Please return the listing below exactly, without any of its pictures.

##### INFORMATION SUPPLIED

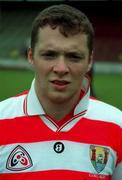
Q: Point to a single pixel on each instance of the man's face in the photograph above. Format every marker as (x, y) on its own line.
(60, 64)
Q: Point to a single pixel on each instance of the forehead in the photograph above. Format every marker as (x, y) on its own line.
(52, 38)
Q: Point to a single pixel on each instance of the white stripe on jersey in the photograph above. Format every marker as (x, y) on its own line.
(75, 156)
(99, 110)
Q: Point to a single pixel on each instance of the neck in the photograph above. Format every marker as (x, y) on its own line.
(58, 110)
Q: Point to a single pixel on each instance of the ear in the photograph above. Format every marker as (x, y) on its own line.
(90, 62)
(30, 56)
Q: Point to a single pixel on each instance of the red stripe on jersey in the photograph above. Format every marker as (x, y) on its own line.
(55, 175)
(33, 129)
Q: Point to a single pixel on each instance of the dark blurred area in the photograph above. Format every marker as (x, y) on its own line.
(16, 18)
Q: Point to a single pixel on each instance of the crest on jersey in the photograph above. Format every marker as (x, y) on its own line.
(99, 157)
(19, 159)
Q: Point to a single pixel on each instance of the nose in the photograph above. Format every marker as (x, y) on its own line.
(61, 66)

##########

• **ANSWER SPACE**:
Q: Point to a single pixel on each instance of the man's face in the photograph above. Format every marker as (x, y) on its own line.
(60, 64)
Q: Point to a single pixel on each instance of the forehead in the photograph above. Format every marker as (x, y) on its own line.
(52, 38)
Q: Point to a single pixel on each instance of the white stripe on jersey in the photograph above. Format every marker as (x, y) on its own line.
(75, 156)
(99, 110)
Q: Point to a single pixel on each instance of the neck in the photograph above. Format every marker as (x, y) on its own line.
(58, 110)
Q: Point to a single pixel on each instance of the ear in the photograph above. Format every marker as (x, y) on its own line.
(90, 62)
(30, 56)
Q: Point to a single pixel on each instance of the red stripe on jersey in the photograph above. Format every marker as (x, y) on its own line.
(55, 175)
(33, 129)
Q: Point to a single pixel on each instance of the dark blurred area in the photograph above. Format every marker as (x, y) on its own line.
(16, 18)
Q: Point to a single pixel on each instance of the crest on jersey in the photograph above. Format every marker as (x, y) on its own line.
(99, 157)
(19, 159)
Q: Point to a single pixel on each instance of the nose in the photograph above. Format every marker as (x, y) on its own line.
(61, 66)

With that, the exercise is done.